Serverless Security: Protecting Function-as-a-Service Workloads

Serverless computing with AWS Lambda, Azure Functions, and Google Cloud Functions introduces unique security challenges. While the cloud provider manages infrastructure security, application-level vulnerabilities and misconfigurations remain the customer’s responsibility.

Serverless Attack Surface

Unlike traditional applications, serverless functions have an expanded attack surface including event triggers, function code, dependencies, and IAM permissions. Each invocation creates a new execution context that must be secured.

Common Vulnerabilities

  • Injection Attacks: Unsanitized event data leading to code injection
  • Broken Authentication: Misconfigured API Gateway authorizers
  • Over-Privileged Functions: Excessive IAM permissions
  • Insecure Dependencies: Vulnerable third-party packages
  • Data Exposure: Sensitive data in environment variables

Secure Lambda Function Example

import json
import boto3
from aws_lambda_powertools import Logger, Tracer
from aws_lambda_powertools.utilities.validation import validate

logger = Logger()

* _Data to examine_:

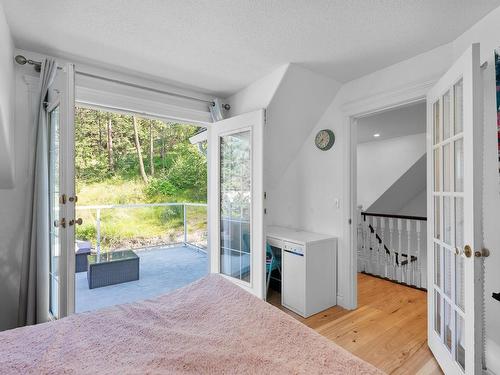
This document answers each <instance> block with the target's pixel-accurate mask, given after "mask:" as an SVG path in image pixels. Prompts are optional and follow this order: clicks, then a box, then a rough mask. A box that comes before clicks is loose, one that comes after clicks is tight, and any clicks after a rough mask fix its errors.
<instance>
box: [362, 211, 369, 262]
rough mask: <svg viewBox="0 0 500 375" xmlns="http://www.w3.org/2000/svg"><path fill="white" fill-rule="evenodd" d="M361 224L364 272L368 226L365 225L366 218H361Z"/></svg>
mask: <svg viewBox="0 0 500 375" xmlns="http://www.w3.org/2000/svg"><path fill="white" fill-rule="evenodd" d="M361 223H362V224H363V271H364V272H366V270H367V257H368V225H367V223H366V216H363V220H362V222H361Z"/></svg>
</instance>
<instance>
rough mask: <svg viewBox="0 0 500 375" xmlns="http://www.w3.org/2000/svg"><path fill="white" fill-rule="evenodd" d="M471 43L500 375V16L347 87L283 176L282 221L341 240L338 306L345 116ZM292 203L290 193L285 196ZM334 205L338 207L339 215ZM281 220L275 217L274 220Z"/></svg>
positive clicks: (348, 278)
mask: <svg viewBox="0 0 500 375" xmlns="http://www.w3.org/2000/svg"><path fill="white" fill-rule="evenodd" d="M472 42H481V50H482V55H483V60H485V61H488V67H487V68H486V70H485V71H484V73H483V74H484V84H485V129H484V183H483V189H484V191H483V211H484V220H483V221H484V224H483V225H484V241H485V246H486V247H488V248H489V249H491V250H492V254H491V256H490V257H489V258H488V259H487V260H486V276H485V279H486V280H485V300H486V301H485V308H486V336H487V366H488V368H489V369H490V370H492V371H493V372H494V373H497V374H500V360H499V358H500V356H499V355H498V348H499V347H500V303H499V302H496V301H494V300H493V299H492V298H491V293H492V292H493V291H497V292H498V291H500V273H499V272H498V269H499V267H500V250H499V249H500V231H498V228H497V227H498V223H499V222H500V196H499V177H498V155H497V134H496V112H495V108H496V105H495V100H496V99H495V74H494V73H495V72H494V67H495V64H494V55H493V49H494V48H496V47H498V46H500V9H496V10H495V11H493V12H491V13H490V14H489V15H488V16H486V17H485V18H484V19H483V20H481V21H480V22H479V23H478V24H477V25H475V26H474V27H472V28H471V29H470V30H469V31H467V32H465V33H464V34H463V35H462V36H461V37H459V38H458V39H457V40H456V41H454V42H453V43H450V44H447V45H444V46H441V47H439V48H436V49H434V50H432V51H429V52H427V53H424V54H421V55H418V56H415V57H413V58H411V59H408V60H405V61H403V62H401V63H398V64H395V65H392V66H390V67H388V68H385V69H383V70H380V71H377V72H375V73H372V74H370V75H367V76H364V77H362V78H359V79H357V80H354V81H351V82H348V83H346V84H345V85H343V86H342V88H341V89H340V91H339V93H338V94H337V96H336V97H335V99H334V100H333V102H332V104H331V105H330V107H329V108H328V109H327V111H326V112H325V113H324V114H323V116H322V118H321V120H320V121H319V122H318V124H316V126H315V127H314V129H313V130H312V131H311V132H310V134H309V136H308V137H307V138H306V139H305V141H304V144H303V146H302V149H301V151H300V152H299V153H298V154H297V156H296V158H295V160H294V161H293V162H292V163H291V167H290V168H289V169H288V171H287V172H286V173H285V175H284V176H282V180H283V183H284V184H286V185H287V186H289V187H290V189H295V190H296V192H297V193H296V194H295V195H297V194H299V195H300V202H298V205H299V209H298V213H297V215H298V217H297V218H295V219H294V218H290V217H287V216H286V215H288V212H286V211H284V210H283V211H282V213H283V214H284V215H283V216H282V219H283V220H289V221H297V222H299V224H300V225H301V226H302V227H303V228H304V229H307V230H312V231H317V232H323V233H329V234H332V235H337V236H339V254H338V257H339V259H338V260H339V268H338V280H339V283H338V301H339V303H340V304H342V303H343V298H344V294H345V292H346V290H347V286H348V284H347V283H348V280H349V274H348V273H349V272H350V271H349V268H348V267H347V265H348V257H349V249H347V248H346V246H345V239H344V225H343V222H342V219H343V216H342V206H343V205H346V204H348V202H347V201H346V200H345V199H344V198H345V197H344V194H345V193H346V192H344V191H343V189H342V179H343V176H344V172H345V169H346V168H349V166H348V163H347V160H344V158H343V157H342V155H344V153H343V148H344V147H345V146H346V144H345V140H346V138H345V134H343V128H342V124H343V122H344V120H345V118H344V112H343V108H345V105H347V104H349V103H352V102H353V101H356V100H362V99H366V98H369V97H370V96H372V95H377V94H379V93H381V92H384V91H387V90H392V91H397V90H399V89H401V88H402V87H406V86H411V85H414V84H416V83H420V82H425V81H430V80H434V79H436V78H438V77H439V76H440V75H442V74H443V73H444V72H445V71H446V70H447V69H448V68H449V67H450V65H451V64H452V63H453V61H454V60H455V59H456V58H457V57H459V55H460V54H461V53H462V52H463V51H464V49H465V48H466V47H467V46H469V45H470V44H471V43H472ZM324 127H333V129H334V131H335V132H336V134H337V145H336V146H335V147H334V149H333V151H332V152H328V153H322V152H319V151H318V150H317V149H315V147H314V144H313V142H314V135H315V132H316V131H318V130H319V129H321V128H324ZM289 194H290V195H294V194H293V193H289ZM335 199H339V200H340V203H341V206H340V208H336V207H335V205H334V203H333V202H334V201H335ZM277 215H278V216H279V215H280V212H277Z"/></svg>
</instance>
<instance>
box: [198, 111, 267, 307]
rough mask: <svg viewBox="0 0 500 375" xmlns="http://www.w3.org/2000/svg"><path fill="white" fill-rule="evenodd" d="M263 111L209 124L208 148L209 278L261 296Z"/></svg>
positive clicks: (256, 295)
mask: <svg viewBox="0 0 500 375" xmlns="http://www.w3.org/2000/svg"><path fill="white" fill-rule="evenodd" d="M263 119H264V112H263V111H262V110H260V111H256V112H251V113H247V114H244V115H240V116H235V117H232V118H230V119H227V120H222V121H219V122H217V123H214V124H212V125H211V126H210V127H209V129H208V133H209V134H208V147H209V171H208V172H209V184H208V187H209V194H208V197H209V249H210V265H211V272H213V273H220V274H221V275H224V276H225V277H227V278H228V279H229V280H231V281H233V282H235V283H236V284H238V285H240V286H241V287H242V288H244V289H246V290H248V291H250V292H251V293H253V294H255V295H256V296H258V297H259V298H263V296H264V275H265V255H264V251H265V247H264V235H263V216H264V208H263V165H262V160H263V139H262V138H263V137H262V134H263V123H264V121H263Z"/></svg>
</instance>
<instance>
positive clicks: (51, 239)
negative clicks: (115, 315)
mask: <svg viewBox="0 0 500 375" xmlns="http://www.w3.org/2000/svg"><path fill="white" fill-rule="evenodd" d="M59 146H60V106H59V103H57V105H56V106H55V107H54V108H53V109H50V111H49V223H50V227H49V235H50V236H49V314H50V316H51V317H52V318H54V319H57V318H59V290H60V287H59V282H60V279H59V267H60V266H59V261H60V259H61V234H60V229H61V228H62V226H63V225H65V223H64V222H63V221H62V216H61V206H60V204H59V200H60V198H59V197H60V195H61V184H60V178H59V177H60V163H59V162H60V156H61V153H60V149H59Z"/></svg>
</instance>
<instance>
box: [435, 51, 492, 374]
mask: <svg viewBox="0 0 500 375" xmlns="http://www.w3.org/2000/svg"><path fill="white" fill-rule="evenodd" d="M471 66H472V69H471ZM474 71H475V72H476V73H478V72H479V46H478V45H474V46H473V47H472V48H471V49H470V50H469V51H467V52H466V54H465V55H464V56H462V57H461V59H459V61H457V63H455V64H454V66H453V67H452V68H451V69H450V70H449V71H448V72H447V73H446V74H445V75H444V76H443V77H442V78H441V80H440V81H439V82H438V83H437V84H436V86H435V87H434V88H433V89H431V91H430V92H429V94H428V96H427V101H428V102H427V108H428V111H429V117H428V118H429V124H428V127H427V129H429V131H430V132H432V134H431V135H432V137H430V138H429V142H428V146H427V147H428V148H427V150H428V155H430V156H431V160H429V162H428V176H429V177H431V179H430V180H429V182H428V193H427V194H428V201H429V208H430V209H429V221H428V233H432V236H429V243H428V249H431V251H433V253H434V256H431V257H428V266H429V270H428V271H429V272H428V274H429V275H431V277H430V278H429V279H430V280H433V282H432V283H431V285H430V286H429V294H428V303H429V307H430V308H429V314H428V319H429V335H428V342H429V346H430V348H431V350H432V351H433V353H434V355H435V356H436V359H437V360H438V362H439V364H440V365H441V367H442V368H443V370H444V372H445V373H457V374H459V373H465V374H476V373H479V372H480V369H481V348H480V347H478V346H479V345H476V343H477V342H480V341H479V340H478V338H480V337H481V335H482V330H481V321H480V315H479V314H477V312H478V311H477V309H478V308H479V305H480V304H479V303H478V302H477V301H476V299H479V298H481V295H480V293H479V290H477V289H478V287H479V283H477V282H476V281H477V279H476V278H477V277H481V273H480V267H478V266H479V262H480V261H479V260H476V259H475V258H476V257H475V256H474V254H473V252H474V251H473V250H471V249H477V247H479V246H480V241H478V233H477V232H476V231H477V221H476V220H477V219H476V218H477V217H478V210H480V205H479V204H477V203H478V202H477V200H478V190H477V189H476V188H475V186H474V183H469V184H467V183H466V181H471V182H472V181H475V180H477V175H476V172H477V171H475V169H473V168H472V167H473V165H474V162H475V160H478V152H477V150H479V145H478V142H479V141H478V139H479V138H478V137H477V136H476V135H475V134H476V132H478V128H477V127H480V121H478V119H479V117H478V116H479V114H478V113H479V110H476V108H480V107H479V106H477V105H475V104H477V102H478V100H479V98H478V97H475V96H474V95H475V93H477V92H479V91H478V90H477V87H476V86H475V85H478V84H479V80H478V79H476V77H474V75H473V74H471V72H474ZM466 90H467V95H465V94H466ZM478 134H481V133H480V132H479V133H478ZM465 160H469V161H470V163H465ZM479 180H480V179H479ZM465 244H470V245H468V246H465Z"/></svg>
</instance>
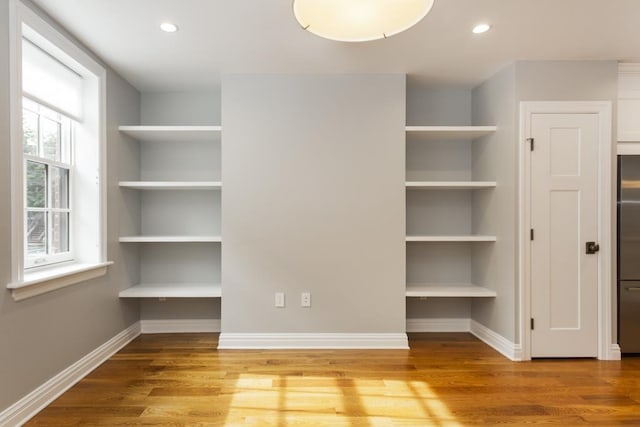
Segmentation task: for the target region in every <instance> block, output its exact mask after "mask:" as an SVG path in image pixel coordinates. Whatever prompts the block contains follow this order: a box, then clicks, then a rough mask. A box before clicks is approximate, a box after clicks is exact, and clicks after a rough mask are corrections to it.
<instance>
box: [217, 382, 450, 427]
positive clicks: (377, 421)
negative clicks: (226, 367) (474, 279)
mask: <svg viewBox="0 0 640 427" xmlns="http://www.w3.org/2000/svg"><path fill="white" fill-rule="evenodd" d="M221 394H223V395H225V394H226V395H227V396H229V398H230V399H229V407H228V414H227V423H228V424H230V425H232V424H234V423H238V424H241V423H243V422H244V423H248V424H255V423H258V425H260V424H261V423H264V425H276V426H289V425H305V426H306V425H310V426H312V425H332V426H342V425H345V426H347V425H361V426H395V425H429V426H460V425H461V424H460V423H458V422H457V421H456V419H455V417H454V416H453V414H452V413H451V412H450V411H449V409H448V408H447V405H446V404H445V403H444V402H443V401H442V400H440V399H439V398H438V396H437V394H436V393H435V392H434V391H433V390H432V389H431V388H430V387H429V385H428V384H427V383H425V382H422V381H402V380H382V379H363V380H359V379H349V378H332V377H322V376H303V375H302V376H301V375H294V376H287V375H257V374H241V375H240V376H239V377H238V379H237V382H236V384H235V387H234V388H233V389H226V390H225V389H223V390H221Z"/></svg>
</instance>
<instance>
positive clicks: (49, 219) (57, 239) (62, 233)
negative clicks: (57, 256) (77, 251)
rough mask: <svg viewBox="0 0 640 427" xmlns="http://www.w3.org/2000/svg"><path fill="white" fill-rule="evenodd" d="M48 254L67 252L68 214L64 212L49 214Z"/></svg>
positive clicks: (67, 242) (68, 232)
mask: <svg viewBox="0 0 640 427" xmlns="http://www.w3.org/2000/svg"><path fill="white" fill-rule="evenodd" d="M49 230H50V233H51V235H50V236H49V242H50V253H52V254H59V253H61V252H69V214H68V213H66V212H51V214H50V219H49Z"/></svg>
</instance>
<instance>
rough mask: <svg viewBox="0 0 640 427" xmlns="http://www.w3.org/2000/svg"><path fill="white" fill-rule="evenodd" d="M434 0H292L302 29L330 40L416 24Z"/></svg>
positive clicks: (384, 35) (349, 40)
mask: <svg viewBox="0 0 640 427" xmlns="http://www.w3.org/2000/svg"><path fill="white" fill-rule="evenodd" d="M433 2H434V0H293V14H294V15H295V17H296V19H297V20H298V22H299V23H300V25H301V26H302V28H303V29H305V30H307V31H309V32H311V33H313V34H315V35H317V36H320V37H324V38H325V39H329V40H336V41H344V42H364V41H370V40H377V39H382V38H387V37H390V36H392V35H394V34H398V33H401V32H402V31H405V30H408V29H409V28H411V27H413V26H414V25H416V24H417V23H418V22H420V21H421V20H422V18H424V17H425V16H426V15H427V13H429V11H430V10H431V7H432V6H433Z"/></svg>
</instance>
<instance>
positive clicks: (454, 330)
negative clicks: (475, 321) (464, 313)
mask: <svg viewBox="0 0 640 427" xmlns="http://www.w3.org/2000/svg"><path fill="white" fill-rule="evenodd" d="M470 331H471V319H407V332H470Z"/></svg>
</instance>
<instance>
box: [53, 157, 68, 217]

* _Tasks to complete_:
- a) List the common vulnerabilities named in the text on serverless security.
- b) Resume the text on serverless security from its last line.

* _Results by task_:
- a)
Injection Attacks
Broken Authentication
Over-Privileged Functions
Insecure Dependencies
Data Exposure

- b)
tracer = Tracer()

# Input validation schema
INPUT_SCHEMA = {
    "type": "object",
    "properties": {
        "user_id": {"type": "string", "pattern": "^[a-zA-Z0-9-]+$"}
    },
    "required": ["user_id"]
}

@logger.inject_lambda_context
@tracer.capture_lambda_handler
def handler(event, context):
    # Validate input
    validate(event=event.get('body', {}), schema=INPUT_SCHEMA)
    
    # Use least-privilege IAM role
    # Process with sanitized data
    return {"statusCode": 200, "body": json.dumps({"status": "success"})}

IAM Best Practices

# Terraform - Least privilege IAM for Lambda
resource "aws_iam_role_policy" "lambda_policy" {
  name = "lambda-minimal-policy"
  role = aws_iam_role.lambda_role.id

  policy = jsonencode({
    Version = "2012-10-17"
    Statement = [
      {
        Effect   = "Allow"
        Action   = ["dynamodb:GetItem", "dynamodb:PutItem"]
        Resource = aws_dynamodb_table.main.arn
      },
      {
        Effect   = "Allow"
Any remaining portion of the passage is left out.